• _Extract_

>>>

Critical circumstances often determine success or failure, perhaps it’s a bit of intervention from above but I turned out to be lucky with this first attack, others are coming up in the next weeks and months.

So many I later met in hospital had done the same – noted mild symptoms a month or so earlier, but they were so low level and then disappeared that nothing was done.

So many only acted once the attack had happened. Lying on top of the boat’s upper girders, I was feeling a bit ill which had been going on for days, I went upstairs and lay down – that’s when it hit heart, back, arms.

And that’s when I realized it was building up for the big one in a minute or so [later confirmed by the doctors] and I could not move, could not breathe. The breathing was the worst part aside from the pain.

<<<

• _Record excerpts_
>>>

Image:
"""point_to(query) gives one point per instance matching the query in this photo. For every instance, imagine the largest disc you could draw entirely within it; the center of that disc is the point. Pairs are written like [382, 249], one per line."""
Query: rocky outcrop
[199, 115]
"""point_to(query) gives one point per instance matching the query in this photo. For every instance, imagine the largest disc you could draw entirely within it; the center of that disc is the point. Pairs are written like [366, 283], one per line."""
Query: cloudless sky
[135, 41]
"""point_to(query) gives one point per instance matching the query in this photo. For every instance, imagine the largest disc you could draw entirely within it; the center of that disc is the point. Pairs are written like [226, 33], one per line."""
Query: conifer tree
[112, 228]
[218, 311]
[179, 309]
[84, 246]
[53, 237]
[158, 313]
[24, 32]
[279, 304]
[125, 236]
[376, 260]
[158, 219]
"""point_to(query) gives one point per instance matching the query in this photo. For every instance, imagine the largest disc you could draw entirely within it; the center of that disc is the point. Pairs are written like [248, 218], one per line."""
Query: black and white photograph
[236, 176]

<<<
>>>

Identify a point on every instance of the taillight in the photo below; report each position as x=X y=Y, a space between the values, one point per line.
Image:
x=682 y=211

<<<
>>>

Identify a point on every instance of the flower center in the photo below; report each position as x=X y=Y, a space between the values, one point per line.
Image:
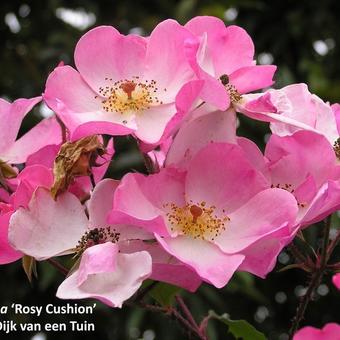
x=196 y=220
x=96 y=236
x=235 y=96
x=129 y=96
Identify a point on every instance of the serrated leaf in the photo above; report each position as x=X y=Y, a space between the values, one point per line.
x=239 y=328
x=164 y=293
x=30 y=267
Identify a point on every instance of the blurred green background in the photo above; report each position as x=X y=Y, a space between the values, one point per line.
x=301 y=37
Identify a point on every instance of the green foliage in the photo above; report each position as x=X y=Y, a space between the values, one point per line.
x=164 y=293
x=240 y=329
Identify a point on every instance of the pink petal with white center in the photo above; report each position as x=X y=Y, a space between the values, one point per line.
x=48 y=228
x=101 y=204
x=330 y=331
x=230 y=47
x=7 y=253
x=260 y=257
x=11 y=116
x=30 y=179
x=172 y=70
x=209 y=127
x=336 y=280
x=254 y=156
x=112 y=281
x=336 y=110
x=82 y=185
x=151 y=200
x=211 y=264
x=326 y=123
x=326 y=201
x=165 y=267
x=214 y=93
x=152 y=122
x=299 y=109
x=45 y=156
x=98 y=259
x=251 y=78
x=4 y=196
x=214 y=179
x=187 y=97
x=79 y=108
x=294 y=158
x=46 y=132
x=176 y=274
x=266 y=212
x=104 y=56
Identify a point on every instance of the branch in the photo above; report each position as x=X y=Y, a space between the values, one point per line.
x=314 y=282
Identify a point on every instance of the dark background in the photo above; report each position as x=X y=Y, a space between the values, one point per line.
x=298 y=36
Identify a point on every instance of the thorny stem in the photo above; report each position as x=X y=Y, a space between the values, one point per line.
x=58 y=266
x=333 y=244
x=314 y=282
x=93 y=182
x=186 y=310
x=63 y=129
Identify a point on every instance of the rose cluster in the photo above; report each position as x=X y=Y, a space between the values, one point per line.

<<<

• _Action item_
Carry on the first-person account of the heart attack on the boat, starting right after its last sentence about the breathing.

• _Written answer_
It was only by shuffling to the next room somehow and then back that the symptoms allayed enough to grab the phone, straight to the GP [must be a record], she sent the ambulance and I’d not even got the trousers on when ambulance arrived. Craziness – I had to walk downstairs to let them in, locking the door behind.

Ambulance

I was in the ambulance when it came on and the GTN went under the tongue. Seven minutes later, I was out of danger and thinking there were nice aspects to this whole business.

A&E

It was rather good the way I was rushed in, as in General Hospital [not that I ever watched it] and was found a cubicle at about 5.15 p.m.

Then various things happened:

 

I think you’re starting to see the theme here – the pincushion effect but with ladies rushing about everywhere as well.  So, yes they were torturing you but ever so nicely. Her name is Agustina by the way.

I’m knackered again now, so more next time.

Parts one, two and three.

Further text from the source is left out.